**Questions:**
A – Answer these from the call transcript:
(i) In which region did the enterprise business have most of its headwinds?
(ii) What two headwinds to the enterprise decline did the press release call out?
(iii) Who takes the call back for closing remarks?
B – Please write out, word for word, everything in the call transcript from "Okay, great. Thanks." down to "day. Thank you.".

Unidentified Analyst

Analyst · Deutsche Bank.

Just are there any new nuances to the APAC business versus other business just trying to get a sense of what should be extrapolating the APAC trends to the other parts of the business or other different factors that play there?

Stan Pavlovsky

Analyst · Deutsche Bank.

Yes, it’s a good question. We’ve kind of – we were sort of looking at is ultimately to see us getting back to – at a minimum to where we were in Q4 of ‘19 and so we were watching – I mean we were watching on a daily basis, I have a daily standup with the leadership team and we will look at our regions and how things are going and our expectations -- there’s parts of APAC where business is much further along in terms of getting back to the normal and I think is everybody is aware and EMEA and the Americas were slow kind of in a much more pace and very slow kind of approach to getting back to normal. So we are definitely monitoring but we are seeing between APAC and maybe the rest of country we are seeing, but maybe a 10-point swing between growth and high single-digit declines.

Unidentified Analyst

Analyst · Deutsche Bank.

Got it. And sorry just has a follow up to the first question. Oh, yes, so in the press release you called out kind of two headwinds being the sales force optimization and COVID to the enterprise decline, is there any way you can just split out the two impacts just to give us a better sense?

Stan Pavlovsky

Analyst · Deutsche Bank.

Yes, so we don’t – obviously, we don’t breakout these areas in detail, but what I can tell you is, we did talk about previously a majority of our headwinds in the enterprise was in the Americas. Our business was growing nicely in the enterprise in – and the rest of the world. So, the primary area focus for Jamie particularly early on is in the Americas where we did, we did see continued sort of single-digit declines there that impacted the overall business. And then with the impact of COVID that took an additional toll on the overall business. And it was pretty proportional in terms of that toll across the world. The difference being that APAC is sort of coming back ahead of – some of the other regions. So the way to think about it is, we have – we believe is, as things get back to normal, we believe we're in a very strong position, in APAC in EMEA and we are bolstering the U.S. and Canada now with Jamie and some new hires that we are bringing on and we are seeing a lot of great activity in terms of pipeline build. So we are confident that we’ll get the enterprise business back to bookings growth.

Unidentified Analyst

Analyst · Deutsche Bank.

Okay, great. Thanks.

Operator

Operator

Thank you. And I’m showing no further questions at this time. So with that, I’ll turn the call back over to CEO Stan Pavlovsky for closing remarks.

Stan Pavlovsky

Analyst

So I want to take one more opportunity to thank our employees, customers and contributors for their support and engagement. I couldn't be more proud of this organization. I'm very excited about the future and believe we are very well positioned to take advantage of the opportunities ahead. So please stay safe and that ends our call for the day. Thank you.

Operator

Operator

Ladies and gentlemen, this concludes today’s conference call. Thank you for participating and you may now disconnect.

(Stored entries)
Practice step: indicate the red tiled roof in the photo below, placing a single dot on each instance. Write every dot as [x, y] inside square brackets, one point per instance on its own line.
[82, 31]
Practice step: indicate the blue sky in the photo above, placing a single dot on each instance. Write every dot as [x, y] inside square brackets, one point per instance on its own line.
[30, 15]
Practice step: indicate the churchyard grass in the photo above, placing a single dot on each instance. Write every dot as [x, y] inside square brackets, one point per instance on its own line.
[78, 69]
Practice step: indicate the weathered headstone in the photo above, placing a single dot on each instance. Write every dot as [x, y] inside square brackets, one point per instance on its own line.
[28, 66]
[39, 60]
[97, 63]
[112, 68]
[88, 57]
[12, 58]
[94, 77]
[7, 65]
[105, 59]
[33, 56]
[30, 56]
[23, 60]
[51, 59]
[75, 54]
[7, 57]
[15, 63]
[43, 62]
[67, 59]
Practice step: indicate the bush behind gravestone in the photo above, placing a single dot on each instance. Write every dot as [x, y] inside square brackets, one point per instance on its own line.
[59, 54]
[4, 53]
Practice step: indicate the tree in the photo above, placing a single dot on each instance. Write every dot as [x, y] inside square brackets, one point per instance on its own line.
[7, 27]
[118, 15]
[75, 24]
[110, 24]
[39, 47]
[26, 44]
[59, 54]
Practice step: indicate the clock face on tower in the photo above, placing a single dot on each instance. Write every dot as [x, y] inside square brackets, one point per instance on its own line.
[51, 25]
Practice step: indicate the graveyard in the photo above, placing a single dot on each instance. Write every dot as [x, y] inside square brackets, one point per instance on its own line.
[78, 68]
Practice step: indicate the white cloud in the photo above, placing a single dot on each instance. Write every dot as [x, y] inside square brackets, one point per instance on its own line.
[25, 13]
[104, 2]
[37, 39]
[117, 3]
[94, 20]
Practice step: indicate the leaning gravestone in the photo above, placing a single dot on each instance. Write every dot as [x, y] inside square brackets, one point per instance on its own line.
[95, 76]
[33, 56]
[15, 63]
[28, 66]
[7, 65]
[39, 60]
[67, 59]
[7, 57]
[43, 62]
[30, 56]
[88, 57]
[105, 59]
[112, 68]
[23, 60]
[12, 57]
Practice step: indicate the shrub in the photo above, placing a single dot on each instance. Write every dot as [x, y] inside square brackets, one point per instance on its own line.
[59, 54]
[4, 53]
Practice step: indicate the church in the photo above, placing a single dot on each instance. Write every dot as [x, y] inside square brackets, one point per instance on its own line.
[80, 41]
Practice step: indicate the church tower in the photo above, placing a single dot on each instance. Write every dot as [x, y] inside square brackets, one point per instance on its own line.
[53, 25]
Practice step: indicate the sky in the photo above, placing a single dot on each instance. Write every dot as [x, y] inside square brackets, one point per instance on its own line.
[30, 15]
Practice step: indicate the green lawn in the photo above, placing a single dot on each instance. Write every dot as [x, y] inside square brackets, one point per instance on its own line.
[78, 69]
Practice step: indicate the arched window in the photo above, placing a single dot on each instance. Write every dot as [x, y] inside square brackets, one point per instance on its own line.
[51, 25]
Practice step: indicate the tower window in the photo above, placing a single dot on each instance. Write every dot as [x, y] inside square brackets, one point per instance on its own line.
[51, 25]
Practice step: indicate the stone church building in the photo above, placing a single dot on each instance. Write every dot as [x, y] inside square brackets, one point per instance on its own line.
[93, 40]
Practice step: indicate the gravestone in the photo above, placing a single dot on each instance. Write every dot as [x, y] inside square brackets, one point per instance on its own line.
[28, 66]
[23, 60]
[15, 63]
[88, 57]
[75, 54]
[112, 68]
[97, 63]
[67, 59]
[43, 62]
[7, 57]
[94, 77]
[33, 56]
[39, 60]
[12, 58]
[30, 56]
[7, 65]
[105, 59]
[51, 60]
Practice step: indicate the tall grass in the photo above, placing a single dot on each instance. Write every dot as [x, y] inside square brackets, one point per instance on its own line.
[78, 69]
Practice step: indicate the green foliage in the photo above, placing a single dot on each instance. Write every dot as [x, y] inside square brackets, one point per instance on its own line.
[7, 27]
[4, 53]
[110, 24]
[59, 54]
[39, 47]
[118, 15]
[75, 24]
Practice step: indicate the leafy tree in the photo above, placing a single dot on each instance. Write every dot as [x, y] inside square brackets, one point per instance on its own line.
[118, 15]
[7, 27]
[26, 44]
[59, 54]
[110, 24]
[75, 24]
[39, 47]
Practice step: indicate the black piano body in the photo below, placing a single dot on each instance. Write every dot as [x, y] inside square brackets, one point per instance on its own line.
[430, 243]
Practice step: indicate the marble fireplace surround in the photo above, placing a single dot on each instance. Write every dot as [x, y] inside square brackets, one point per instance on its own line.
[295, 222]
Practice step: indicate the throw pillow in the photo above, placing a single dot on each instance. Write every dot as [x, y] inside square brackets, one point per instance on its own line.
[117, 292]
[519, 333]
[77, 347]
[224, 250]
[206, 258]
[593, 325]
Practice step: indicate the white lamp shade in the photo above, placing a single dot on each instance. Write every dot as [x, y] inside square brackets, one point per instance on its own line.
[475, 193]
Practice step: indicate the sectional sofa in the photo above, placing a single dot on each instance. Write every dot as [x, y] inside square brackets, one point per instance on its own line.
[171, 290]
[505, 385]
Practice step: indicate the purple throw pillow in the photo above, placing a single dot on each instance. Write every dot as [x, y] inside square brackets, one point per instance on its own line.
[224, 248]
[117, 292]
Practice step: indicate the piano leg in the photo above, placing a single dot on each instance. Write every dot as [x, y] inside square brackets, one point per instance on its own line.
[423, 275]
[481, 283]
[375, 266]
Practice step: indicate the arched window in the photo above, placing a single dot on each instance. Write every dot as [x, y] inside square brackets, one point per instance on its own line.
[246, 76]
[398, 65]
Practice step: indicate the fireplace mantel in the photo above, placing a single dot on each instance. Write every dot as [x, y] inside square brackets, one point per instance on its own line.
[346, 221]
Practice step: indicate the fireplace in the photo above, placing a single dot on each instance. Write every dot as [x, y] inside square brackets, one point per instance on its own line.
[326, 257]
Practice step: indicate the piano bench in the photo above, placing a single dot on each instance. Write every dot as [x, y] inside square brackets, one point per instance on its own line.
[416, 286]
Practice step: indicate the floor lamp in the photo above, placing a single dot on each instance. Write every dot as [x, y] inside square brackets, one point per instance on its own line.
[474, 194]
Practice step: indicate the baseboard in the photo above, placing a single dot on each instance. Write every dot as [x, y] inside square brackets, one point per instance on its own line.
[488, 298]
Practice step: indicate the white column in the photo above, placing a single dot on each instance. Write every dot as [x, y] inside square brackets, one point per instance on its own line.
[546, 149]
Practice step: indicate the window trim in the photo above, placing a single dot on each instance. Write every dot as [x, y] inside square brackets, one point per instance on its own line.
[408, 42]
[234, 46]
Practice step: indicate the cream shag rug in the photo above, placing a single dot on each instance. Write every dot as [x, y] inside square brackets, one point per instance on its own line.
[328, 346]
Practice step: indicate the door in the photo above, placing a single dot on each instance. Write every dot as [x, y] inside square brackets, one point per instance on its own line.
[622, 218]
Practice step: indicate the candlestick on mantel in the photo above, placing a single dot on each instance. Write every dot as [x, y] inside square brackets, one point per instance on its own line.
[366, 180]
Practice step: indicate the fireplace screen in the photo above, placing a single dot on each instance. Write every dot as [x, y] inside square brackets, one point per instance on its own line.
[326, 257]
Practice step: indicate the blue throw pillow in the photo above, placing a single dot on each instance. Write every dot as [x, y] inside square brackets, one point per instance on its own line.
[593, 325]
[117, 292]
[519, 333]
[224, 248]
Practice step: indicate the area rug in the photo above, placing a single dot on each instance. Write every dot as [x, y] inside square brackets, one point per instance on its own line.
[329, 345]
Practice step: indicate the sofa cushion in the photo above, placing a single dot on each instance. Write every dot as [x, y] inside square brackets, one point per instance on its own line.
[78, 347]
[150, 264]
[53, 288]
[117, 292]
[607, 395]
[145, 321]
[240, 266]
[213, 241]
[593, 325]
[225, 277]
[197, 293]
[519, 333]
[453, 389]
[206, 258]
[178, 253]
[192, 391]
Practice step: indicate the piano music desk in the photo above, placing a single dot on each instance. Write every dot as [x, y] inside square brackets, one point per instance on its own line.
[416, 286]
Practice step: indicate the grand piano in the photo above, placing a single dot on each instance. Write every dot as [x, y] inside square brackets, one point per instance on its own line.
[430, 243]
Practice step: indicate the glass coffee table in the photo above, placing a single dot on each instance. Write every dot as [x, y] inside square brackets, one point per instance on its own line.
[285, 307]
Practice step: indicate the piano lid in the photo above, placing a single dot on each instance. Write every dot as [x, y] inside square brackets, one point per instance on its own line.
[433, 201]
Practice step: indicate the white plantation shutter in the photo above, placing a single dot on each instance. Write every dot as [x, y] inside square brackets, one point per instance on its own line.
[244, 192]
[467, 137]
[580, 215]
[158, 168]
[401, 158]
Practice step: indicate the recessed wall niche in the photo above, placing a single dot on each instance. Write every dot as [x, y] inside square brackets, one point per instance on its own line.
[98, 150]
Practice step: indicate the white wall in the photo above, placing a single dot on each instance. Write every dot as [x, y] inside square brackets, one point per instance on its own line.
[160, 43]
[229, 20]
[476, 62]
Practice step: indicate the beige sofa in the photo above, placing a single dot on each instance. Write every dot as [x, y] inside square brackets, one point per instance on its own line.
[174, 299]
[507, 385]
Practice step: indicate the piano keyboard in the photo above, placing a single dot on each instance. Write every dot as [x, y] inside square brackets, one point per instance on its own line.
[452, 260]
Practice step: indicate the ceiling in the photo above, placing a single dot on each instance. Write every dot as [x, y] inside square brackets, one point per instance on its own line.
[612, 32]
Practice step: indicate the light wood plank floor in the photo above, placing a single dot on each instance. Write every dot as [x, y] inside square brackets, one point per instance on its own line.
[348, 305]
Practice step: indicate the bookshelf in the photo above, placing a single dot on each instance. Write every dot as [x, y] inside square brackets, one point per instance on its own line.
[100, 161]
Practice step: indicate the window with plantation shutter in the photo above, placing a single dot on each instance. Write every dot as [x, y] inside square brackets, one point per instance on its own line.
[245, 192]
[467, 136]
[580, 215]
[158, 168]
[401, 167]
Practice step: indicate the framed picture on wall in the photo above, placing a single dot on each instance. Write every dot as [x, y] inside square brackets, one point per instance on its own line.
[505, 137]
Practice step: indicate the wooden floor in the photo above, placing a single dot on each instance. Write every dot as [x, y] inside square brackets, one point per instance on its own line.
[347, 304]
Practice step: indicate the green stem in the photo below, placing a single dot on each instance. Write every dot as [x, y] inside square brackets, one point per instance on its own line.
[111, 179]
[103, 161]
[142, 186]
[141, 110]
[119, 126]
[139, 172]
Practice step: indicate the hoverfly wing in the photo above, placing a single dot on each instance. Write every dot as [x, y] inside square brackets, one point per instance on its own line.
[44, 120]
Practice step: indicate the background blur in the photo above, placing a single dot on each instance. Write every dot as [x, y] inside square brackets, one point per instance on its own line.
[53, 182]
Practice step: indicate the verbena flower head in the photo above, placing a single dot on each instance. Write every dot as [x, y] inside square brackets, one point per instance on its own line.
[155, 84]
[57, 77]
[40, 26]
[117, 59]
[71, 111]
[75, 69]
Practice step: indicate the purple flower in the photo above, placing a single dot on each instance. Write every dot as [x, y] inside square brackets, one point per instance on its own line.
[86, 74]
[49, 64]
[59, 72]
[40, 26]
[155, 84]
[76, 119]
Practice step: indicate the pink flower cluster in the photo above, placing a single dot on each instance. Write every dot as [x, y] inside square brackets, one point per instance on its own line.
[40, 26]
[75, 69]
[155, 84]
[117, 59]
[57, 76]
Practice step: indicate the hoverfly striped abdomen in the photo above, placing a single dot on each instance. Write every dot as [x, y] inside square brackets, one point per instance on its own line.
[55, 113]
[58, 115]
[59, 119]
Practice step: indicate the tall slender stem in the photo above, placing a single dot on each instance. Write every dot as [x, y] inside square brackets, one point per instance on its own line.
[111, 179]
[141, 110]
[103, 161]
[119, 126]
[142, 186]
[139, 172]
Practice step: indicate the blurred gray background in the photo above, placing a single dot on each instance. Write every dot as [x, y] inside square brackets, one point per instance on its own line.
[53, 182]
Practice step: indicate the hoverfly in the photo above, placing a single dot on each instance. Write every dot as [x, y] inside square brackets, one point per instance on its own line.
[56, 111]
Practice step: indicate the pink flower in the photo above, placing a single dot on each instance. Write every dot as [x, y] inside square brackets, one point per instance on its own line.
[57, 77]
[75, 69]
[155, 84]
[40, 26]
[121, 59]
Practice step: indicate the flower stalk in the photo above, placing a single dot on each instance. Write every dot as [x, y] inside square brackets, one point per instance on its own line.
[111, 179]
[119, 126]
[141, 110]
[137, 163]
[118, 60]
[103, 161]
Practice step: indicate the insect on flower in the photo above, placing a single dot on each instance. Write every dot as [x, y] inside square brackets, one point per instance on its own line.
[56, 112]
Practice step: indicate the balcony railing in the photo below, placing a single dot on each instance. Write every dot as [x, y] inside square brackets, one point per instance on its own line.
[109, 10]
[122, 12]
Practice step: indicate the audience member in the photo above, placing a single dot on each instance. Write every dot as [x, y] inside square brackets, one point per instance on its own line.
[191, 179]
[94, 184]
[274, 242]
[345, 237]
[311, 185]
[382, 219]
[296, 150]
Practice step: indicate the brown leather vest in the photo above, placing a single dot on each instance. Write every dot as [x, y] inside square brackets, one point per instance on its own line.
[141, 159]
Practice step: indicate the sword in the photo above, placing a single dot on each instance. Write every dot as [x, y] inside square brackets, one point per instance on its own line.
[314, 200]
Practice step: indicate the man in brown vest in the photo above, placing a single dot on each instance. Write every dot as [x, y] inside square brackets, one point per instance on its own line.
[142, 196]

**Responses by item number:**
A –
(i) The Americas
(ii) Sales force optimization and COVID
(iii) CEO Stan Pavlovsky

B –
Okay, great. Thanks.

Operator

Operator

Thank you. And I’m showing no further questions at this time. So with that, I’ll turn the call back over to CEO Stan Pavlovsky for closing remarks.

Stan Pavlovsky

Analyst

So I want to take one more opportunity to thank our employees, customers and contributors for their support and engagement. I couldn't be more proud of this organization. I'm very excited about the future and believe we are very well positioned to take advantage of the opportunities ahead. So please stay safe and that ends our call for the day. Thank you.